PROBLEM DESCRIPTION.
Find the word "blue" below. Copy each line that has it.

ENTRIES SHOWN.
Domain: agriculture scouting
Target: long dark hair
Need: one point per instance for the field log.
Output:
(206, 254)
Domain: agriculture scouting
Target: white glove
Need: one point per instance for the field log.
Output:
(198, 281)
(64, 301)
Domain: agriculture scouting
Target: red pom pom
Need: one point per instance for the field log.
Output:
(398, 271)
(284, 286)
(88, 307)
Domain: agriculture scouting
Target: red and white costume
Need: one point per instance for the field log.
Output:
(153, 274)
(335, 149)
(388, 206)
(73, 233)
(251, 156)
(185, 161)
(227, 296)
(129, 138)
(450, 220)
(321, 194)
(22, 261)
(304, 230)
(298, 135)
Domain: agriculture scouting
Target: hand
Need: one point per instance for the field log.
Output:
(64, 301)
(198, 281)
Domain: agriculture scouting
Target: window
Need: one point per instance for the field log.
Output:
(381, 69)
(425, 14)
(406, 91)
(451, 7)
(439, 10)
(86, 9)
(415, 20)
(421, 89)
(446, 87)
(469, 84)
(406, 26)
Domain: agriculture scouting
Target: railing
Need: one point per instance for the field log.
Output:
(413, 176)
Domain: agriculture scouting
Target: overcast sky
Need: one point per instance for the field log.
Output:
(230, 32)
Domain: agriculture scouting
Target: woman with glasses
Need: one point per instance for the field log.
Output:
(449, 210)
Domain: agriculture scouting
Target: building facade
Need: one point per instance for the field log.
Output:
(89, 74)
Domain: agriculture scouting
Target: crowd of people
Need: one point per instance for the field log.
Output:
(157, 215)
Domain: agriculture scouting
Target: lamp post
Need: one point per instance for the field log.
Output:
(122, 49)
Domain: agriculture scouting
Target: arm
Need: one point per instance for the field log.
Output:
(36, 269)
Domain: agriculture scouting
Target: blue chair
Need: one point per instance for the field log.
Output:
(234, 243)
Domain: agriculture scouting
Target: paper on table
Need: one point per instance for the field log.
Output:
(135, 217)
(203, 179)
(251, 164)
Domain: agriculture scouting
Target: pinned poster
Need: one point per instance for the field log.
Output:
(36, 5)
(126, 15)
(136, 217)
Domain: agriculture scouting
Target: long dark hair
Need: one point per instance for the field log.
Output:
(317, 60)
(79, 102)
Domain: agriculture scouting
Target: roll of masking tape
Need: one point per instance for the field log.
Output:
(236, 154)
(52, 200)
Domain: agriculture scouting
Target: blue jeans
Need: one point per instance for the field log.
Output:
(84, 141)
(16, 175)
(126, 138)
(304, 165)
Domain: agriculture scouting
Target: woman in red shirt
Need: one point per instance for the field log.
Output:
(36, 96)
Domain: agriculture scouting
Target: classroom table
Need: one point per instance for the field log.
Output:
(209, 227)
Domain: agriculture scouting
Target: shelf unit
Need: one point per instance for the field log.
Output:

SOLUTION.
Target: blue chair
Target: blue jeans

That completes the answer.